Copy out the items word for word, starting at the line that contains "Find every instance of the range" and ending at the final line of the items.

______________________________

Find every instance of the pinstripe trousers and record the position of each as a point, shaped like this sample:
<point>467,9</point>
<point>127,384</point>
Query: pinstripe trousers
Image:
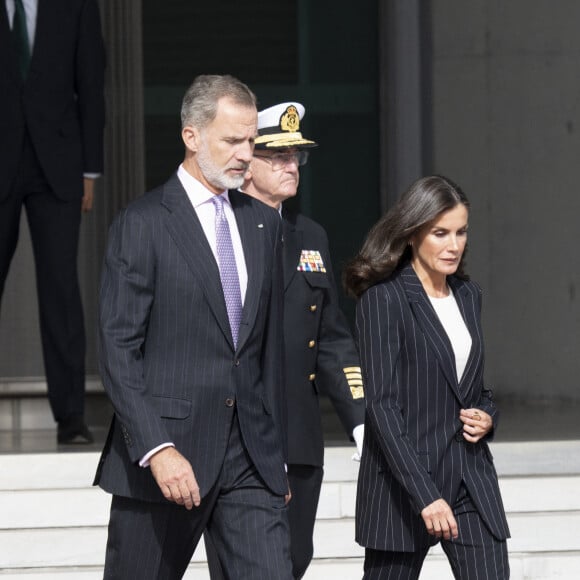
<point>475,555</point>
<point>248,525</point>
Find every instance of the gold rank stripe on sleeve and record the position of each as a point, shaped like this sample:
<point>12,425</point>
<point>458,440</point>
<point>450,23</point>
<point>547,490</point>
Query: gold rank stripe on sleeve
<point>354,379</point>
<point>311,261</point>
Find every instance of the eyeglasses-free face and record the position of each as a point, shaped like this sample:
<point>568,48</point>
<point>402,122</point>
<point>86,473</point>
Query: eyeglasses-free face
<point>279,161</point>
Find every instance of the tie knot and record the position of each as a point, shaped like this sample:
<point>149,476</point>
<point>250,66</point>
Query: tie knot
<point>219,201</point>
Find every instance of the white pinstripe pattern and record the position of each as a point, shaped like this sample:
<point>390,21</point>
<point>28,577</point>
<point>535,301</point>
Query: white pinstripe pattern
<point>168,361</point>
<point>411,456</point>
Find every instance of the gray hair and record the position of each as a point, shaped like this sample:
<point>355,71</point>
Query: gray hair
<point>199,106</point>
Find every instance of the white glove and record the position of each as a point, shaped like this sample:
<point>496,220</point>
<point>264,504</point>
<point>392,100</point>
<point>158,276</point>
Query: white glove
<point>358,434</point>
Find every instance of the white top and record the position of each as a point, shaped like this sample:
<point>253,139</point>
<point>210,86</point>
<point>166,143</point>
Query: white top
<point>456,329</point>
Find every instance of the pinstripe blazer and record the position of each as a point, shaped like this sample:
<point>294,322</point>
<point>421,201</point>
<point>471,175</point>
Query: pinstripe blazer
<point>414,452</point>
<point>168,361</point>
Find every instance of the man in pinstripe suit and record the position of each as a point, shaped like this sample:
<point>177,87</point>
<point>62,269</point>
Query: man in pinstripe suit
<point>197,441</point>
<point>426,472</point>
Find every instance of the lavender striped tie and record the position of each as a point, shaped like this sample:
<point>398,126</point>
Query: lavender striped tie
<point>228,269</point>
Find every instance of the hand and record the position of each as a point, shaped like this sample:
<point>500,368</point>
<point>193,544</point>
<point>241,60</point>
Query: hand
<point>175,478</point>
<point>88,194</point>
<point>439,520</point>
<point>476,424</point>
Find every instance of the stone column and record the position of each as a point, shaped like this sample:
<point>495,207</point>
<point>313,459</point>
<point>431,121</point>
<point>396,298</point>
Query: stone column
<point>124,176</point>
<point>404,94</point>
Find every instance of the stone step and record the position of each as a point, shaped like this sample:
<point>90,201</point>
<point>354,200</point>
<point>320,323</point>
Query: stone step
<point>26,548</point>
<point>24,404</point>
<point>47,505</point>
<point>89,506</point>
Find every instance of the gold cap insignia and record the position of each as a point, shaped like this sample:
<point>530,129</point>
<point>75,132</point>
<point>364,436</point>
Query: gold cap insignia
<point>290,120</point>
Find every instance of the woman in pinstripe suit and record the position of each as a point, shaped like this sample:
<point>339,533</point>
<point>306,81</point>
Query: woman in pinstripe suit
<point>426,473</point>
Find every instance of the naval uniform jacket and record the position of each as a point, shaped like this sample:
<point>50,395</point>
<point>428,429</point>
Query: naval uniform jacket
<point>321,356</point>
<point>414,452</point>
<point>168,361</point>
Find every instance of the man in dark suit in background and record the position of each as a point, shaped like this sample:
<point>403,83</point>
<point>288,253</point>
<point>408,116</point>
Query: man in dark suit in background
<point>320,352</point>
<point>52,116</point>
<point>191,353</point>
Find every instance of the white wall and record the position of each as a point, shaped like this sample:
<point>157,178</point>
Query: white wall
<point>507,129</point>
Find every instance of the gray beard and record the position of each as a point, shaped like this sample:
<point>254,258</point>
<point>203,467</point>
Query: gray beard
<point>214,174</point>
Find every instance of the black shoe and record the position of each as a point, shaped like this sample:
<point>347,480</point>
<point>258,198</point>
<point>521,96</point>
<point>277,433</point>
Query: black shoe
<point>74,431</point>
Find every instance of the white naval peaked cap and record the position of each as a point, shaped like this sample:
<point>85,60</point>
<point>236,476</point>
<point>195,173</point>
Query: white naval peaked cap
<point>279,127</point>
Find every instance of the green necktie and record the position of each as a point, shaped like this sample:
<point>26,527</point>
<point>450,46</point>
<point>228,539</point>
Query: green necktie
<point>20,38</point>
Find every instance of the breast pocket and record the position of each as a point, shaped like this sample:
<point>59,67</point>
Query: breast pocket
<point>172,407</point>
<point>317,280</point>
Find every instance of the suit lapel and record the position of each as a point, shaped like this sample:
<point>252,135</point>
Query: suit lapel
<point>292,246</point>
<point>432,328</point>
<point>186,230</point>
<point>470,312</point>
<point>7,54</point>
<point>252,232</point>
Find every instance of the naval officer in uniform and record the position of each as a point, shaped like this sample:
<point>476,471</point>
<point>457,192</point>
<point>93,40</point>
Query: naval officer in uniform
<point>321,356</point>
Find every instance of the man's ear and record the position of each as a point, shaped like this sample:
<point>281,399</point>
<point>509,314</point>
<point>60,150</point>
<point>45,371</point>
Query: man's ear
<point>191,138</point>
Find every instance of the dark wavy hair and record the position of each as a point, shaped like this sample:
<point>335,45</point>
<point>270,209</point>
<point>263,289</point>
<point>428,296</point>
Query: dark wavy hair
<point>387,244</point>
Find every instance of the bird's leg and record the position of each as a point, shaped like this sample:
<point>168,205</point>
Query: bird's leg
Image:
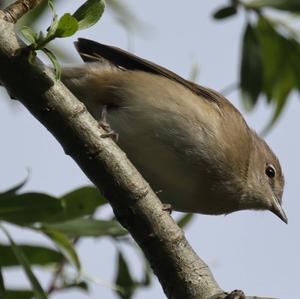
<point>236,294</point>
<point>105,125</point>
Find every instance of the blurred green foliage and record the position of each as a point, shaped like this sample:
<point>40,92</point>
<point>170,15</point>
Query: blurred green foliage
<point>269,69</point>
<point>270,56</point>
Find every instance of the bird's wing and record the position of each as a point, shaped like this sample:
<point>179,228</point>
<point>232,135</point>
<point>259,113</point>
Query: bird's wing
<point>91,51</point>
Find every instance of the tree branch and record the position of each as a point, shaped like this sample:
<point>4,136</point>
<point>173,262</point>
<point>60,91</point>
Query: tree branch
<point>181,272</point>
<point>19,8</point>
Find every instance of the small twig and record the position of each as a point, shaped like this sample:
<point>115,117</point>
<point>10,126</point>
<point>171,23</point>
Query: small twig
<point>19,8</point>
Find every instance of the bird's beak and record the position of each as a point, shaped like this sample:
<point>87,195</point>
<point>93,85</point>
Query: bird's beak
<point>278,210</point>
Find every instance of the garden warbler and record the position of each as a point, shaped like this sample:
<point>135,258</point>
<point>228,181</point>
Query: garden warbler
<point>189,142</point>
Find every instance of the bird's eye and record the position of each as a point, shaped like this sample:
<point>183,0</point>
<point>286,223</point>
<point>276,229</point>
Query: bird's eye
<point>270,171</point>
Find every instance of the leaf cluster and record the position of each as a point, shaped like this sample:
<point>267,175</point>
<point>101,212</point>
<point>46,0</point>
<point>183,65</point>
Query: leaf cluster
<point>84,17</point>
<point>270,56</point>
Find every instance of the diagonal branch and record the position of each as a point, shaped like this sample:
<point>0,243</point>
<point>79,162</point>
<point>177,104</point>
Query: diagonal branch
<point>19,8</point>
<point>181,272</point>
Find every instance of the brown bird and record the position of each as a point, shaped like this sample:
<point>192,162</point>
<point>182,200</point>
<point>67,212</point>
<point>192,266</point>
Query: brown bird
<point>189,142</point>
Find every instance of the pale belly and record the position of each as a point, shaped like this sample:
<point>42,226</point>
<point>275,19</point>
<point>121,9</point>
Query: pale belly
<point>172,173</point>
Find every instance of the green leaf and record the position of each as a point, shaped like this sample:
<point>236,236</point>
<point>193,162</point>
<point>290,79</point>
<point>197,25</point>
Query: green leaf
<point>281,64</point>
<point>14,189</point>
<point>81,202</point>
<point>89,13</point>
<point>36,255</point>
<point>37,289</point>
<point>83,227</point>
<point>54,61</point>
<point>288,5</point>
<point>51,5</point>
<point>29,34</point>
<point>80,285</point>
<point>28,208</point>
<point>185,220</point>
<point>251,71</point>
<point>18,294</point>
<point>53,27</point>
<point>67,26</point>
<point>64,245</point>
<point>124,279</point>
<point>225,12</point>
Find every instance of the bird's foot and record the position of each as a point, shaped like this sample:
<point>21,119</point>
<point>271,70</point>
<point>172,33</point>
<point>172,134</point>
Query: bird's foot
<point>236,294</point>
<point>102,123</point>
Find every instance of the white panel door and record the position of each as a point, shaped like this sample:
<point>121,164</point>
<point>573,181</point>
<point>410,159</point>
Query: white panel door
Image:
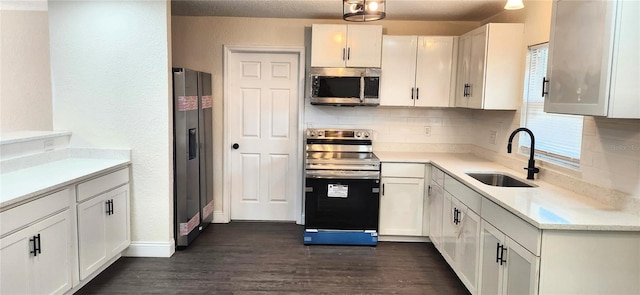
<point>477,68</point>
<point>435,205</point>
<point>491,272</point>
<point>449,229</point>
<point>328,45</point>
<point>92,239</point>
<point>364,46</point>
<point>522,270</point>
<point>467,248</point>
<point>263,104</point>
<point>434,61</point>
<point>464,64</point>
<point>401,206</point>
<point>397,80</point>
<point>15,263</point>
<point>117,223</point>
<point>52,271</point>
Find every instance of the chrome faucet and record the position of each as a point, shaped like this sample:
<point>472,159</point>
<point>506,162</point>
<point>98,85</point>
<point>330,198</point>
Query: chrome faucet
<point>531,168</point>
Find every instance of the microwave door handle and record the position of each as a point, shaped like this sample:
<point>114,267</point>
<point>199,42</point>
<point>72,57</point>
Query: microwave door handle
<point>361,87</point>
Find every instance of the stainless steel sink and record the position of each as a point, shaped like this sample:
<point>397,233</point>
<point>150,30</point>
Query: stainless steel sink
<point>499,179</point>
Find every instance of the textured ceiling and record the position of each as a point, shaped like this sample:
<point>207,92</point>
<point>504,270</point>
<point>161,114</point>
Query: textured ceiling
<point>428,10</point>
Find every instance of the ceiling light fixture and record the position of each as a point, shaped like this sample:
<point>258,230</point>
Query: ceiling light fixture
<point>514,4</point>
<point>363,10</point>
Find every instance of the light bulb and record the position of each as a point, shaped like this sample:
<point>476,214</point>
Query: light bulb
<point>354,8</point>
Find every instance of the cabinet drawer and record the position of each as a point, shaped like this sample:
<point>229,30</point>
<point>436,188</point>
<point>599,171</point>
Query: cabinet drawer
<point>513,226</point>
<point>437,175</point>
<point>23,215</point>
<point>469,197</point>
<point>102,184</point>
<point>402,170</point>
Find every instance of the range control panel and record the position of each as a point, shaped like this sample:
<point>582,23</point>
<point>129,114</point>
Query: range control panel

______________________________

§ **REPLY TO THE EXERCISE**
Find every instance of the range control panel and record the position of each as a point, shaped like this sample:
<point>582,23</point>
<point>129,114</point>
Query: range control panel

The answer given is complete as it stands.